• **What needs to be done**
Please write out the lines below as a JSON list of strings, one string per line, skipping any blank lines and leaving the pictures out.

#####

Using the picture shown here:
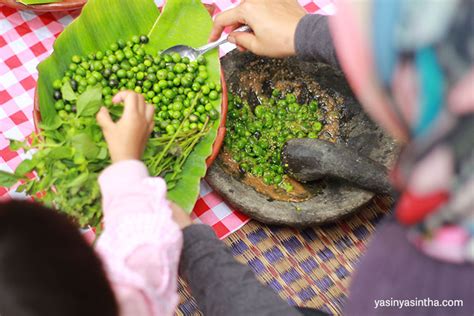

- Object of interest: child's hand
[97,91,154,163]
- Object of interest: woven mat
[177,197,391,315]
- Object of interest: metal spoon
[161,25,251,61]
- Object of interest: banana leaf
[17,0,61,5]
[37,0,221,212]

#####

• **Exercise response**
[
  "Using the picture shown here:",
  "- Object of interest: child's hand",
  "[97,91,154,163]",
  "- Object of interest: woven mat",
  "[177,197,391,315]",
  "- Object of interest: metal spoon",
  "[161,25,251,61]",
  "- Object of interest: banana leaf",
  "[17,0,61,5]",
  "[37,0,221,212]"
]